-- Start of DATA TO PROCESS --

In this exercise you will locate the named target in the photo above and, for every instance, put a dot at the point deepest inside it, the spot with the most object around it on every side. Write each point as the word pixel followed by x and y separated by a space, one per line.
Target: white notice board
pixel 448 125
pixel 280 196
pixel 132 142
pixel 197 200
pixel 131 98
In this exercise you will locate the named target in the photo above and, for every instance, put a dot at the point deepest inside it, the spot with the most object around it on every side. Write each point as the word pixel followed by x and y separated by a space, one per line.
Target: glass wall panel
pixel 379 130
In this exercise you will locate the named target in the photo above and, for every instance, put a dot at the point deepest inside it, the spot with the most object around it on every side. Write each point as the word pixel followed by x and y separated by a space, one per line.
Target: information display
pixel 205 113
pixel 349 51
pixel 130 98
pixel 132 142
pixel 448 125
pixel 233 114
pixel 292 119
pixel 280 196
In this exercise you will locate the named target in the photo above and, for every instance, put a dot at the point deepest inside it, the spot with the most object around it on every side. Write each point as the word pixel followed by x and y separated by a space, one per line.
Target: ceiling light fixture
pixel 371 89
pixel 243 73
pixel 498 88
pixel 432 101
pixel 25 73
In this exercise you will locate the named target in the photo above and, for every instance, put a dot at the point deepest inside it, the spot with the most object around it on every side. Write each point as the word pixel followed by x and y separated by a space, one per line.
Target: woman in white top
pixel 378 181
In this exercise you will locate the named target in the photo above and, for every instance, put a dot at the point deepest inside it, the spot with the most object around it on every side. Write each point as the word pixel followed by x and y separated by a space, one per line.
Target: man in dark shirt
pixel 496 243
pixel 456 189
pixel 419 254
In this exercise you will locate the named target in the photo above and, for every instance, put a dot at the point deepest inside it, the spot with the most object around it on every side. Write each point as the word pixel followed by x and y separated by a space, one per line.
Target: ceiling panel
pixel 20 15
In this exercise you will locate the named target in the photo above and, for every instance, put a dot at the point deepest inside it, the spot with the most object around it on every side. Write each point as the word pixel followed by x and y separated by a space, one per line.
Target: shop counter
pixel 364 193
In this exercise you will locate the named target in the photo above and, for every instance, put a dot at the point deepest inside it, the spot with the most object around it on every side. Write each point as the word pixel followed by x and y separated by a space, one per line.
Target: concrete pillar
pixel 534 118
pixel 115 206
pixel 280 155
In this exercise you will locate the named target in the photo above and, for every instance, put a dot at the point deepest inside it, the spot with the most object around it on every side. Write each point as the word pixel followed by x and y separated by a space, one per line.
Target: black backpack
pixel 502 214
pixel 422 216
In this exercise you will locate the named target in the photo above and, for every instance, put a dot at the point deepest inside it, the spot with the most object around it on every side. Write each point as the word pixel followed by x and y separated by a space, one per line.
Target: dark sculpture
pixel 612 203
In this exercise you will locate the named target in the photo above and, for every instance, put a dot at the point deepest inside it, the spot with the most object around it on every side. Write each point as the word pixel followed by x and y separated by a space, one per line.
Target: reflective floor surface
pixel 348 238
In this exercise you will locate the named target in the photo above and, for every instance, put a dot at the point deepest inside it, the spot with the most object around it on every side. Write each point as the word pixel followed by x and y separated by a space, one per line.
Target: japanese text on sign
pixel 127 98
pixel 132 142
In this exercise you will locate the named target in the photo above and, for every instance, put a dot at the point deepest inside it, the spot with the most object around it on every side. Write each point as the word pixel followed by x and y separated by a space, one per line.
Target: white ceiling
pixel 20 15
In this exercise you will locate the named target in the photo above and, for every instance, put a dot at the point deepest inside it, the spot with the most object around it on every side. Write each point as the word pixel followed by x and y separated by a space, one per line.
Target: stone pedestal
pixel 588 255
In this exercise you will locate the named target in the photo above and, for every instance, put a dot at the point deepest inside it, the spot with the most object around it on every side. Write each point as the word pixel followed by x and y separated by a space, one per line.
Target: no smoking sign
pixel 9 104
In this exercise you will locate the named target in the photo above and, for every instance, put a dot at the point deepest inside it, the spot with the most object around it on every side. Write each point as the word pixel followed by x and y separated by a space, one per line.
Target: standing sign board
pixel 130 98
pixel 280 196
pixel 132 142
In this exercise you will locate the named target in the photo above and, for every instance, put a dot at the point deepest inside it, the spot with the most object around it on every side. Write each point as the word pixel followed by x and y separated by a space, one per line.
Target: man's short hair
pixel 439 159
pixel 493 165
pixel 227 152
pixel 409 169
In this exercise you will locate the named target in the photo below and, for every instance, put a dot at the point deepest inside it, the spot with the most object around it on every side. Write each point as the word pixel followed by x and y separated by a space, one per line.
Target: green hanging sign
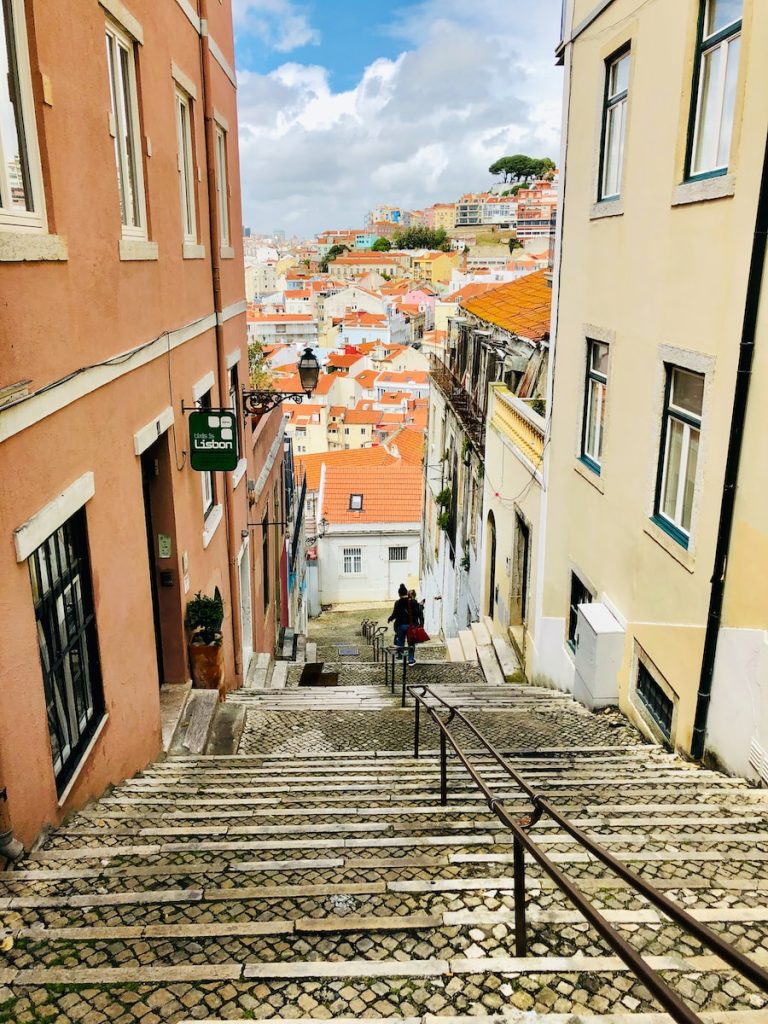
pixel 213 440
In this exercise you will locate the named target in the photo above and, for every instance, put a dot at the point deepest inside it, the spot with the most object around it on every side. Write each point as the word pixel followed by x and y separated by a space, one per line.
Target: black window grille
pixel 658 706
pixel 59 571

-- End of DATA TO PROCESS --

#### WRITTEN TASK:
Copy the items above word for word, everything from the very first line down to the line containing "pixel 131 98", with both ends included.

#### TASK RESULT:
In this exercise you will locate the named target in the photo above and, for every instance, put a dot at the point deepest inside it, the spot with the most object around it on every side. Write each point as the word pixel followed by x and y separated by a space, one per line.
Target: white notice board
pixel 448 125
pixel 280 196
pixel 132 142
pixel 197 200
pixel 131 98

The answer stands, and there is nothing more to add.